-------- Text segment --------
The Asian Legacy Library has begun documenting and preserving South Asian text traditions by focusing on the “classical” works in Sanskrit. ALL has begun its mission in South Asia with a focus on the trans-regional Sanskritic culture that for at least 1,500 years spanned from modern day Afghanistan to Sri Lanka, the Malay Archipelago, and Indonesia.
As Sanskrit was the prestige language of learning, secular power, and spiritual life throughout the first 1,500 years of the Common Era, works in Sanskrit are an indispensable point of access to knowledge of the premodern world and for applying its gifts of wisdom in a modern context.
TRADITIONS OF KNOWING
The unique tradition of recovering the meaning of original texts through commentary originated in this part of the world.
Commonly known among traditional Sanskrit authors was the proper role commentary played in bringing to life what was inherent in an original manuscript.
Within Indian knowledge systems—and all forms of literary expression—is the inter-nesting of narrative with meaning in the mode of expression that conveys them.
-------- Supplied material --------
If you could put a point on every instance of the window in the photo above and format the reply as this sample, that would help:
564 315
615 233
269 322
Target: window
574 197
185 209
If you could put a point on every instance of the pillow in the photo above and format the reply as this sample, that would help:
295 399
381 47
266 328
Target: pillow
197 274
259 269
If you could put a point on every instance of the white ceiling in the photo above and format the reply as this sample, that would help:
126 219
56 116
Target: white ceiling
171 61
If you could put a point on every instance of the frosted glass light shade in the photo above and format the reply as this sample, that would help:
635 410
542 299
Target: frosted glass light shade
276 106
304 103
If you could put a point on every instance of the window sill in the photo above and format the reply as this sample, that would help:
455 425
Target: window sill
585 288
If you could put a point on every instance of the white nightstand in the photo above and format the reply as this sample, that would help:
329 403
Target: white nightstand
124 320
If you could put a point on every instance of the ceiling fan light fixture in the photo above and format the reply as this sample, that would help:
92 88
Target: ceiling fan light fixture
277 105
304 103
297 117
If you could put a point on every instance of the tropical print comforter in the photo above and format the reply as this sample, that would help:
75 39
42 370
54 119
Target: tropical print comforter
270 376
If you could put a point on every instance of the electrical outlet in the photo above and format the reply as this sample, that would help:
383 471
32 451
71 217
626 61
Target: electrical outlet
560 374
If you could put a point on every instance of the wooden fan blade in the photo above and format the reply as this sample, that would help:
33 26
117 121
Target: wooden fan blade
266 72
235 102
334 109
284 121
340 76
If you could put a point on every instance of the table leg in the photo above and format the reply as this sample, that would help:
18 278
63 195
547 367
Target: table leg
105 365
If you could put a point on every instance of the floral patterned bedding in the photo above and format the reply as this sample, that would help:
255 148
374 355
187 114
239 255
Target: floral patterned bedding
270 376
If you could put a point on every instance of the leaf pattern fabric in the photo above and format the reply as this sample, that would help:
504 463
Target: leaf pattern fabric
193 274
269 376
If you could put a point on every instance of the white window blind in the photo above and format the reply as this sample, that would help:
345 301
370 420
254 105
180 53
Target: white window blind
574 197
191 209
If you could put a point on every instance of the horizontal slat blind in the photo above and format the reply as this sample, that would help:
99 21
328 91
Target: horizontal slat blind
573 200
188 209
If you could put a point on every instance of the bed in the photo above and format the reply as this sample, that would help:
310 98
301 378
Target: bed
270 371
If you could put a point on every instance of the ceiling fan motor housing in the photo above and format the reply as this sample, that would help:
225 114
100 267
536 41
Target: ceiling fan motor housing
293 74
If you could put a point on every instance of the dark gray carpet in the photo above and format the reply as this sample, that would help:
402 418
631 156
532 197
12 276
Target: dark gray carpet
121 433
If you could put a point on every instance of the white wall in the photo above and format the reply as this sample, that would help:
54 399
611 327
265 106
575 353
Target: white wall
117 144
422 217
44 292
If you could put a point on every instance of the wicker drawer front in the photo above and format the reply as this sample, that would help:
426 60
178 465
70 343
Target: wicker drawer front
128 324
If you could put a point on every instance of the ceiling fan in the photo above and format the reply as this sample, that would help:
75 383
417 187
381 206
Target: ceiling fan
--------
Reproduce the passage on the Asian Legacy Library word for word, starting at "The Asian Legacy" and ending at "Archipelago, and Indonesia.".

## Reply to the task
The Asian Legacy Library has begun documenting and preserving South Asian text traditions by focusing on the “classical” works in Sanskrit. ALL has begun its mission in South Asia with a focus on the trans-regional Sanskritic culture that for at least 1,500 years spanned from modern day Afghanistan to Sri Lanka, the Malay Archipelago, and Indonesia.